- PROBLEM -
Reproduce, with no changes, the rows starting at the line containing "As a courtesy, could you identify the white lane" and ending at the line containing "[0,53,196,131]", both of those lines included.

(Entries on locating named things)

** BEGIN **

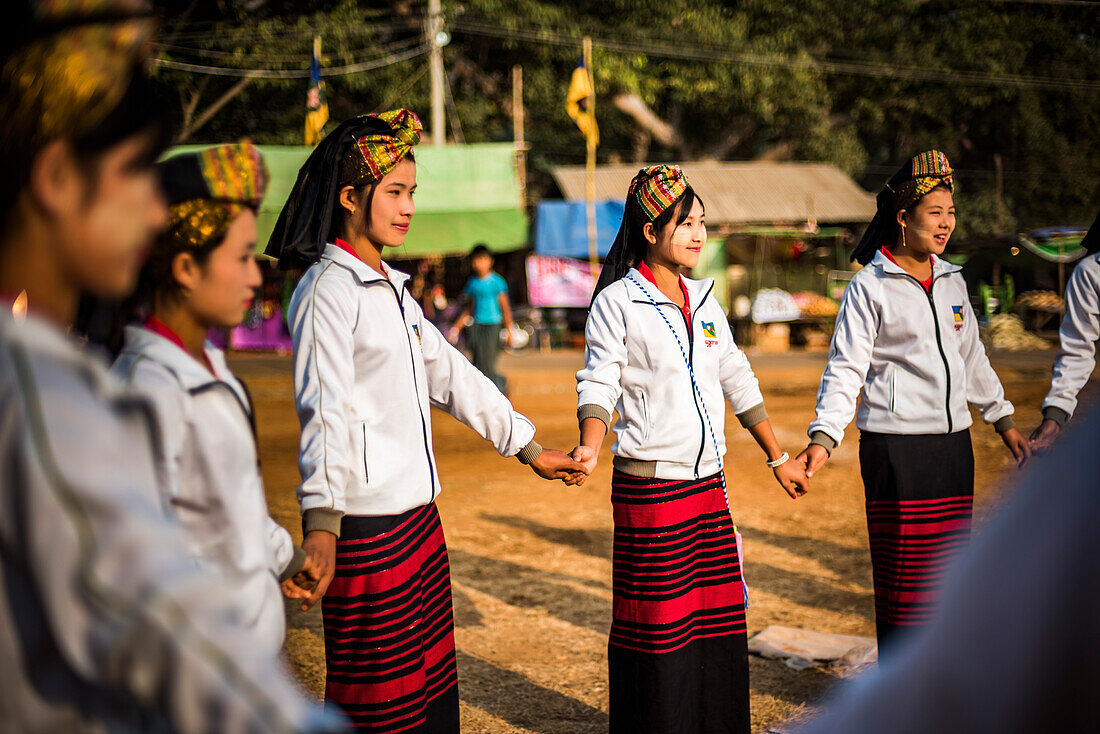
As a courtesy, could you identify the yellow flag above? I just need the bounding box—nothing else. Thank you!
[565,59,600,145]
[306,36,329,145]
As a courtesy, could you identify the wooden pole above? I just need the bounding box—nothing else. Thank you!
[427,0,447,145]
[582,36,600,275]
[512,64,527,211]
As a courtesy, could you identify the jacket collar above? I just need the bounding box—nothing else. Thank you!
[321,243,409,292]
[870,250,963,278]
[122,326,249,405]
[627,267,714,311]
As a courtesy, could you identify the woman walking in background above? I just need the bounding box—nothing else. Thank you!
[799,151,1030,648]
[267,109,583,734]
[573,165,806,734]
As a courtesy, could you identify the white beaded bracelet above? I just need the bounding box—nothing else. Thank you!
[765,451,791,469]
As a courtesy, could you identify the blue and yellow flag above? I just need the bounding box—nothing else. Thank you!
[565,58,600,146]
[306,36,329,145]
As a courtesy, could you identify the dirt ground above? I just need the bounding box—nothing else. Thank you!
[233,351,1073,734]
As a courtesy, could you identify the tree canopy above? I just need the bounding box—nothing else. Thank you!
[156,0,1100,233]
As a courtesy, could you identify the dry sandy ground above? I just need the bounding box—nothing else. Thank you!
[234,351,1082,734]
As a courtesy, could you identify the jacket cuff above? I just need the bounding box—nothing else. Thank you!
[1043,405,1069,428]
[576,403,612,428]
[810,430,836,456]
[301,507,343,538]
[278,546,306,583]
[516,439,542,464]
[737,403,768,428]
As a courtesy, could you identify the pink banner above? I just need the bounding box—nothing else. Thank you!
[527,255,600,308]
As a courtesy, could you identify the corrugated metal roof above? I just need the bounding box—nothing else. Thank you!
[553,162,876,224]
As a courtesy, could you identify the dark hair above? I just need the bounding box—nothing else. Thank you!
[328,147,416,241]
[0,67,175,221]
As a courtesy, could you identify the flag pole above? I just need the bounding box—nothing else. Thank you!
[582,36,600,276]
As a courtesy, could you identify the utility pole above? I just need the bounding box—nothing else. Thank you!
[582,36,600,275]
[512,64,527,211]
[426,0,447,145]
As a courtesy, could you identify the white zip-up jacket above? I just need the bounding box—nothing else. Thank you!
[112,326,305,658]
[809,251,1013,450]
[0,304,336,734]
[289,244,540,535]
[576,269,768,480]
[1043,253,1100,425]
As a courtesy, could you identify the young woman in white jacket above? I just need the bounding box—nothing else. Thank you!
[112,142,311,660]
[1031,216,1100,451]
[573,166,806,734]
[267,110,582,733]
[799,151,1030,648]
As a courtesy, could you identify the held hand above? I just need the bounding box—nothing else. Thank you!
[1029,418,1062,453]
[565,446,600,486]
[531,449,587,480]
[772,459,810,500]
[1001,428,1031,469]
[301,530,337,612]
[795,443,828,479]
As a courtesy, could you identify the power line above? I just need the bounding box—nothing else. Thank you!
[152,43,428,79]
[452,18,1100,91]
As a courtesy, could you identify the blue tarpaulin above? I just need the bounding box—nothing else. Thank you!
[535,201,623,260]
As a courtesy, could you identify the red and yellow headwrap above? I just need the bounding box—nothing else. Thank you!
[340,108,424,191]
[887,151,955,211]
[158,140,270,254]
[627,164,689,220]
[0,0,154,149]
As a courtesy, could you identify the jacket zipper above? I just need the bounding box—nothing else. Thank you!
[905,273,955,434]
[386,278,436,502]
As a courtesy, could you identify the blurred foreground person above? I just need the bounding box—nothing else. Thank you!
[1031,209,1100,451]
[0,0,338,733]
[112,142,316,661]
[799,412,1100,734]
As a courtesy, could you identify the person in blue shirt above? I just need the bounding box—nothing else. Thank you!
[448,244,515,394]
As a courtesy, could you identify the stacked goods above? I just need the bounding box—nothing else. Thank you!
[1016,291,1066,311]
[989,314,1051,352]
[791,291,840,318]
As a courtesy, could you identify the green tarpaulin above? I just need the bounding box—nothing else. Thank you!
[162,143,528,258]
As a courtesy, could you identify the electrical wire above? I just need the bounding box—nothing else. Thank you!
[152,43,429,79]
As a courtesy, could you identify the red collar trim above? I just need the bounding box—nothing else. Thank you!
[142,316,213,374]
[332,237,363,262]
[882,244,936,291]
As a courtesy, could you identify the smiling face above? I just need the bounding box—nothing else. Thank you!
[898,188,955,255]
[644,197,706,270]
[173,209,263,329]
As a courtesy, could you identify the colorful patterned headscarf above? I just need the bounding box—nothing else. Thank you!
[264,109,424,270]
[156,141,270,252]
[592,165,691,300]
[340,108,424,186]
[0,0,154,150]
[627,165,689,220]
[851,151,955,265]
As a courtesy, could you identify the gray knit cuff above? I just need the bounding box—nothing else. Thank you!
[810,430,836,456]
[278,547,306,583]
[301,507,343,538]
[516,439,542,464]
[1043,405,1069,428]
[737,403,768,428]
[576,403,612,427]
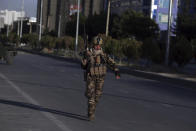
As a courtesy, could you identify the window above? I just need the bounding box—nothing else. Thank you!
[159,13,168,24]
[159,0,170,8]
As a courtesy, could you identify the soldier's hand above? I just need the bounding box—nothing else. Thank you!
[115,71,120,79]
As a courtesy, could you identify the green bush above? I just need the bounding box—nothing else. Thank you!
[172,36,193,66]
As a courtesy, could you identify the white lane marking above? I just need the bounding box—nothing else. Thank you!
[0,73,72,131]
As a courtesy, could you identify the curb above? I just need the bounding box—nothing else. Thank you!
[18,49,196,89]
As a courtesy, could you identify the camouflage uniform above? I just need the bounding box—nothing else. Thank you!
[82,36,119,120]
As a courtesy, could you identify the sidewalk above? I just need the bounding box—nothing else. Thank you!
[20,49,196,89]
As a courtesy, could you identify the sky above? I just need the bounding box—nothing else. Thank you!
[0,0,37,17]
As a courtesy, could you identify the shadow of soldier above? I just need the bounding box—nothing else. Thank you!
[0,99,88,121]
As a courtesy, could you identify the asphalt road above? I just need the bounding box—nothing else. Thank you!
[0,53,196,131]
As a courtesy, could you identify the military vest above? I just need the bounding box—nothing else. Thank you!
[88,50,107,77]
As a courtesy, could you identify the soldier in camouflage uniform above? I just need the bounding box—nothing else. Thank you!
[82,36,120,120]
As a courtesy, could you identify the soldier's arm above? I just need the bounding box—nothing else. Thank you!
[81,51,87,69]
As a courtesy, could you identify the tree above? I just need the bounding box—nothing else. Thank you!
[112,10,159,40]
[65,14,86,37]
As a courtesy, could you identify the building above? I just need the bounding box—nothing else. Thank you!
[37,0,69,36]
[111,0,151,16]
[151,0,178,31]
[82,0,107,17]
[0,10,25,27]
[179,0,196,15]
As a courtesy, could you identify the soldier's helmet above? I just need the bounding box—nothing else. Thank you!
[93,36,103,45]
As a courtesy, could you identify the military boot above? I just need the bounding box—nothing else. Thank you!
[88,104,95,121]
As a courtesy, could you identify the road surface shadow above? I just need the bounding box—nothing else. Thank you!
[103,93,196,110]
[0,99,89,121]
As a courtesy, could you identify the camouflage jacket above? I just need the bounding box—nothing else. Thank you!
[81,49,118,77]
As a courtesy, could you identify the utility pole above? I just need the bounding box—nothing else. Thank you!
[75,0,80,56]
[165,0,172,66]
[105,0,110,37]
[58,15,61,37]
[17,20,20,36]
[39,0,43,41]
[7,25,9,37]
[20,0,24,39]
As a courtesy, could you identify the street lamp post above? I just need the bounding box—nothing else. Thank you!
[105,0,110,37]
[165,0,172,65]
[75,0,80,56]
[39,0,43,41]
[20,0,24,38]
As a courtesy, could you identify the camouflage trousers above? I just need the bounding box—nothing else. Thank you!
[85,76,104,116]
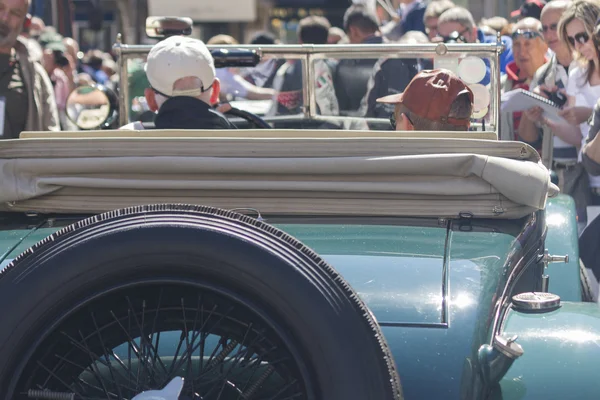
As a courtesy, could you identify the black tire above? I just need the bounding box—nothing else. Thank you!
[0,205,402,400]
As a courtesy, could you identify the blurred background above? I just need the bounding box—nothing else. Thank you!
[31,0,522,52]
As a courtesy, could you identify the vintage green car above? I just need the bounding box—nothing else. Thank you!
[0,25,600,400]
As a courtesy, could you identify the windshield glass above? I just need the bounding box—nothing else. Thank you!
[117,44,499,132]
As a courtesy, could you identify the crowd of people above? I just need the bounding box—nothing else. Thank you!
[0,0,600,225]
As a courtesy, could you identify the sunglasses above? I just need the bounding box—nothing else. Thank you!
[390,112,415,130]
[567,32,590,47]
[512,29,542,39]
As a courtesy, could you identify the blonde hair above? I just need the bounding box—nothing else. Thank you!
[557,0,600,82]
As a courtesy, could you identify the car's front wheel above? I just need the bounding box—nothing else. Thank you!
[0,205,402,400]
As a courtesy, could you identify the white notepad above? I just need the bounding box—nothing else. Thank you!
[500,89,567,123]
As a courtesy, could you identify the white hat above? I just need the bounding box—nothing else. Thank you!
[145,36,215,97]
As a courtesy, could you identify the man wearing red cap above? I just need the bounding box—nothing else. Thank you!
[377,69,473,131]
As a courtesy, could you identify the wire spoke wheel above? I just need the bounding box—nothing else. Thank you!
[17,283,310,400]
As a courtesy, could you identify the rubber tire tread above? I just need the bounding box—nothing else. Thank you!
[0,204,403,400]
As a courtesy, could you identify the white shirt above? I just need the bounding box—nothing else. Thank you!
[567,66,600,187]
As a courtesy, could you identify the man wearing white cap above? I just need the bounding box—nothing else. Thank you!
[121,36,235,130]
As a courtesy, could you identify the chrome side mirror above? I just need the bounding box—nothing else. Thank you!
[146,17,194,39]
[67,85,116,130]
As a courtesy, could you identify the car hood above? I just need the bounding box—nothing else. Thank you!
[0,217,514,326]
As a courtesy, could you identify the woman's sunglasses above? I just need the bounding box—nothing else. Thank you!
[567,32,590,47]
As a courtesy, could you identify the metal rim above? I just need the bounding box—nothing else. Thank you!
[11,279,316,400]
[512,292,560,311]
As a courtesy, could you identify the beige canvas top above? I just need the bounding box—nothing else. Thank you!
[0,130,557,218]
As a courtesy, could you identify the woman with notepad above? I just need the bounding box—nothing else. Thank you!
[543,0,600,221]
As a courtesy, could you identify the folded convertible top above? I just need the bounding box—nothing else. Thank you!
[0,131,558,218]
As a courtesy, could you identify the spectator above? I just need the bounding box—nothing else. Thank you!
[42,40,75,130]
[361,31,420,118]
[270,16,339,123]
[0,0,60,139]
[519,0,581,183]
[250,31,280,45]
[559,1,600,216]
[479,17,512,36]
[333,5,384,116]
[582,98,600,175]
[82,50,109,85]
[121,36,234,130]
[500,18,548,142]
[63,37,80,91]
[381,0,427,41]
[244,32,285,88]
[327,26,347,44]
[438,7,513,76]
[207,35,275,102]
[578,97,600,206]
[510,0,546,20]
[423,0,456,40]
[377,69,473,131]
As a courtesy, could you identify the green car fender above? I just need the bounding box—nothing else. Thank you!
[491,302,600,400]
[545,194,582,301]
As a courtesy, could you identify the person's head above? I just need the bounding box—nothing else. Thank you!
[344,5,379,44]
[82,50,104,71]
[479,25,498,37]
[438,7,477,43]
[512,17,548,79]
[145,36,221,111]
[297,15,331,44]
[327,26,346,44]
[397,31,429,44]
[423,0,455,40]
[377,69,473,131]
[250,31,279,46]
[206,35,240,46]
[29,17,46,36]
[510,0,546,20]
[0,0,31,53]
[480,17,508,32]
[558,0,600,69]
[540,0,571,53]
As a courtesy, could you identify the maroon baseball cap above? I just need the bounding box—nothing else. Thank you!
[510,0,546,19]
[377,69,473,126]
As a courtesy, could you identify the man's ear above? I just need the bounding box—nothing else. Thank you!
[210,78,221,105]
[144,88,159,112]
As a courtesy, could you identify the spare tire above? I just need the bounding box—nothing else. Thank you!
[0,205,402,400]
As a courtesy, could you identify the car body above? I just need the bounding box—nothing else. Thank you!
[0,28,600,400]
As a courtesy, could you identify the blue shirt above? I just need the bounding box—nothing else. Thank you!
[477,29,514,85]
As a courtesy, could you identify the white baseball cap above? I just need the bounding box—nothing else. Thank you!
[145,36,215,97]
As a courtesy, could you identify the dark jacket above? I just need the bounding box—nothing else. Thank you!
[154,96,236,129]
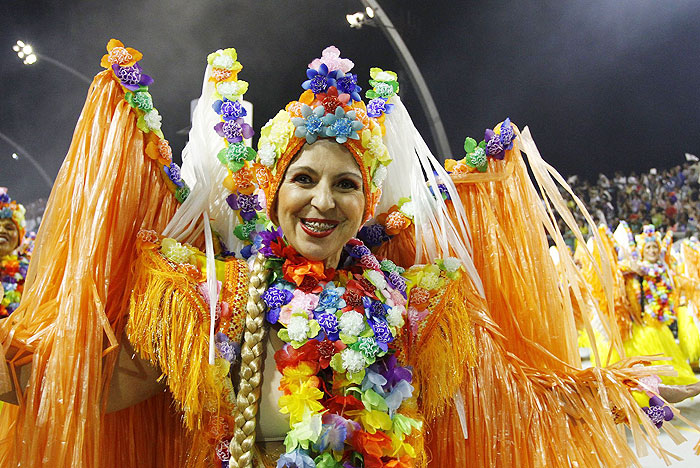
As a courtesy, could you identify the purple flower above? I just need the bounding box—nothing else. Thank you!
[212,98,248,122]
[370,354,413,391]
[336,71,362,101]
[214,118,255,143]
[216,332,240,364]
[357,224,391,247]
[369,317,394,352]
[389,271,406,292]
[642,396,673,428]
[484,128,506,159]
[314,312,339,341]
[226,193,262,221]
[261,286,294,309]
[314,413,352,452]
[258,228,284,256]
[349,245,372,258]
[112,63,153,91]
[367,98,394,118]
[277,449,316,468]
[163,162,183,187]
[301,63,337,94]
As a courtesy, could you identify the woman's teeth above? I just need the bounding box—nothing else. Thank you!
[302,221,336,232]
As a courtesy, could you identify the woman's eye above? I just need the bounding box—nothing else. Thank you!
[338,179,360,190]
[292,174,313,184]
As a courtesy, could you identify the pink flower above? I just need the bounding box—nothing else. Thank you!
[279,289,318,326]
[309,46,355,73]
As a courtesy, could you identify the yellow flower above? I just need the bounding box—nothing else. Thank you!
[360,410,392,434]
[100,39,143,69]
[279,381,323,424]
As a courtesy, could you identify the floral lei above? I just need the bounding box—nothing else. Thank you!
[0,254,29,318]
[641,262,676,323]
[259,230,422,468]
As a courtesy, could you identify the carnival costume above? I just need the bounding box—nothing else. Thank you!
[0,41,692,468]
[0,187,30,319]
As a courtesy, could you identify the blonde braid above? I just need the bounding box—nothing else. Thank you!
[229,254,269,468]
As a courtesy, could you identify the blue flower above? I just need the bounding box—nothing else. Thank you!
[277,449,316,468]
[292,104,325,144]
[323,107,364,143]
[336,70,362,101]
[212,98,248,122]
[163,163,184,187]
[314,312,340,341]
[367,98,394,118]
[357,224,391,247]
[301,63,337,94]
[316,281,345,312]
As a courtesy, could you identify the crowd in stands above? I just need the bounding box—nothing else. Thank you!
[560,156,700,242]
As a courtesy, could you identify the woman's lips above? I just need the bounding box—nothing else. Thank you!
[299,218,339,238]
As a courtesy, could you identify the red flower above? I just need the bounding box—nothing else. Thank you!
[350,431,391,462]
[318,339,346,369]
[275,340,321,374]
[324,395,365,416]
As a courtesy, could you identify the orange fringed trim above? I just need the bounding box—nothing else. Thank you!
[375,226,416,269]
[407,275,479,419]
[127,248,222,430]
[0,70,177,468]
[426,305,684,468]
[98,392,200,468]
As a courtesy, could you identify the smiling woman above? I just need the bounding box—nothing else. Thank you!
[272,140,365,268]
[0,40,692,468]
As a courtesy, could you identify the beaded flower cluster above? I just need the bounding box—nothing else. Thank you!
[0,187,26,243]
[256,46,399,220]
[100,39,190,203]
[202,48,268,252]
[261,233,422,468]
[0,254,29,318]
[445,118,517,174]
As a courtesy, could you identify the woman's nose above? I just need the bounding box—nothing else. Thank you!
[311,183,335,212]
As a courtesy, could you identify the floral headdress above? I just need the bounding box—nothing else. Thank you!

** END **

- WRITTEN ANSWER -
As a courtesy, could you identify the white lane marking above? I just need the bounding box—nothing else. Thank you!
[0,73,72,131]
As a courtesy, could you identify the curb above? I just need the bounding box—nothing else. Thank you!
[18,49,196,89]
As a courtesy, could you identify the camouflage uniform above? I just need the bounding box—nothing else. Thank you!
[82,36,119,120]
As a courtesy, could you identify the sidewalk above? I just need the bounding box—nothing else. Thank you!
[20,49,196,89]
As a courtesy, could you identify the sky above? I just need the bounding box—nothing else. Thank you!
[0,0,37,17]
As a courtesy, could you identify the shadow of soldier above? I just need the bounding box—nothing else. Thank you!
[0,99,88,121]
As a courtesy, could you identify the asphalt road above? I just need the bounding box—nothing else. Thank you!
[0,53,196,131]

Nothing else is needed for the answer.